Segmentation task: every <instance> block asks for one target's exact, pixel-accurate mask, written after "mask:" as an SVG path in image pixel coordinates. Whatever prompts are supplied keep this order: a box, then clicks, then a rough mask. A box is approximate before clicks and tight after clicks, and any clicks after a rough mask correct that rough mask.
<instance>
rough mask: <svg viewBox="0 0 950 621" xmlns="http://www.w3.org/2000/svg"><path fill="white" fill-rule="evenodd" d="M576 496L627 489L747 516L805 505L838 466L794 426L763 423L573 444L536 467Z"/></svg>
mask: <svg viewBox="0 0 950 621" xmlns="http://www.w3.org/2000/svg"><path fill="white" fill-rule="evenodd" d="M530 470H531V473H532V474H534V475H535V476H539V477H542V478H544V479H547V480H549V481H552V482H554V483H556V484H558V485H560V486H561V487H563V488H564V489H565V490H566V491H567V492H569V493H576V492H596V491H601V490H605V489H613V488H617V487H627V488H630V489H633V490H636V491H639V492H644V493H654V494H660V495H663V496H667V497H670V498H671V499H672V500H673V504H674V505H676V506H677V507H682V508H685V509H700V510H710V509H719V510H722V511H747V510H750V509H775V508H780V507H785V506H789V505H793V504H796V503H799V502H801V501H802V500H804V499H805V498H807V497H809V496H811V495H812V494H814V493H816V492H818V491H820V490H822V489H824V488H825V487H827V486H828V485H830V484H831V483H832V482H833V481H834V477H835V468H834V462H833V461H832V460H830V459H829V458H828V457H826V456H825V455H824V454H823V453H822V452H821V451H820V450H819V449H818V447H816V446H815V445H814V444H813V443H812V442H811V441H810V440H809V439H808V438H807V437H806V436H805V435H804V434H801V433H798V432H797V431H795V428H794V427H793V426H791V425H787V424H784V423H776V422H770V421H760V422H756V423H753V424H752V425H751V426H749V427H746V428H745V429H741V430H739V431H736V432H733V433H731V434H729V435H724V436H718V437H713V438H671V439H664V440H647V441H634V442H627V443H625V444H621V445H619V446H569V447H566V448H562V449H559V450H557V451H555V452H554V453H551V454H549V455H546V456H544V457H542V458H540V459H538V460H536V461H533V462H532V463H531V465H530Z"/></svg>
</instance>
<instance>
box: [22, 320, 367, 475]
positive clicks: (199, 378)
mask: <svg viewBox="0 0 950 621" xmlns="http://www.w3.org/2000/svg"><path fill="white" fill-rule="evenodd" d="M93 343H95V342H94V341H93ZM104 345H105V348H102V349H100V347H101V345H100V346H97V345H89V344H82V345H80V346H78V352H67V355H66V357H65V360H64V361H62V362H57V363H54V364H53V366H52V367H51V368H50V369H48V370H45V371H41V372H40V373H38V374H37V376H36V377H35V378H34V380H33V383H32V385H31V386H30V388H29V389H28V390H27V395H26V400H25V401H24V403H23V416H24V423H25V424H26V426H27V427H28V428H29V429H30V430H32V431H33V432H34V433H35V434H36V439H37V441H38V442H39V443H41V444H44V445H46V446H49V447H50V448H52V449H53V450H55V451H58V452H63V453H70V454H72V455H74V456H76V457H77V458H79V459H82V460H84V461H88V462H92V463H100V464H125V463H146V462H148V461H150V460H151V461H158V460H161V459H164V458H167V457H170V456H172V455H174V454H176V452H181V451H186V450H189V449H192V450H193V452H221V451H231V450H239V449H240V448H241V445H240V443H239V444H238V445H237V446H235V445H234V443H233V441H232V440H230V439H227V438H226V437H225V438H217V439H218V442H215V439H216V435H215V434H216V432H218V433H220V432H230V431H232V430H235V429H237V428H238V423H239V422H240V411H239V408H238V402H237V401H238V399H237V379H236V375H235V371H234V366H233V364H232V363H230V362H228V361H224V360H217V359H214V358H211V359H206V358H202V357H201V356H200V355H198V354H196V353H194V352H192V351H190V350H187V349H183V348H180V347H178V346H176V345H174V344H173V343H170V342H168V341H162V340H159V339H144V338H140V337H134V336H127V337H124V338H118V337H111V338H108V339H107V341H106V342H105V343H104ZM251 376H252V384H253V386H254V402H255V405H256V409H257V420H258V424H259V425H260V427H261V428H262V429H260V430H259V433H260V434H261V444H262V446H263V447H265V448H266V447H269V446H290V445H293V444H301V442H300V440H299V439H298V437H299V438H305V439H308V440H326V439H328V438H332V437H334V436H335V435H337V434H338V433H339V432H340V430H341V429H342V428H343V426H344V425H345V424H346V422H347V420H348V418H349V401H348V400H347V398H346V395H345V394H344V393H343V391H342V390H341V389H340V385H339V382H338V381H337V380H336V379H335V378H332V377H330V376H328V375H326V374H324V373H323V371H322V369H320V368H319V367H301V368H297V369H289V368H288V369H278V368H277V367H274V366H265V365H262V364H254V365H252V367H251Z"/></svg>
·····
What to work on >> Scan the records above for the string "instance", and copy every line where it turns up.

Solution to this exercise >>
Segmentation task: every <instance> block asks for one target's exact, pixel-accurate mask, written after "mask:" as an SVG path in image pixel coordinates. Whatever prompts are supplied keep this order: a box, then clicks, then a rough mask. A box is approximate before clicks and tight after clicks, and any clicks after a rough mask correct that rough mask.
<instance>
</instance>
<instance>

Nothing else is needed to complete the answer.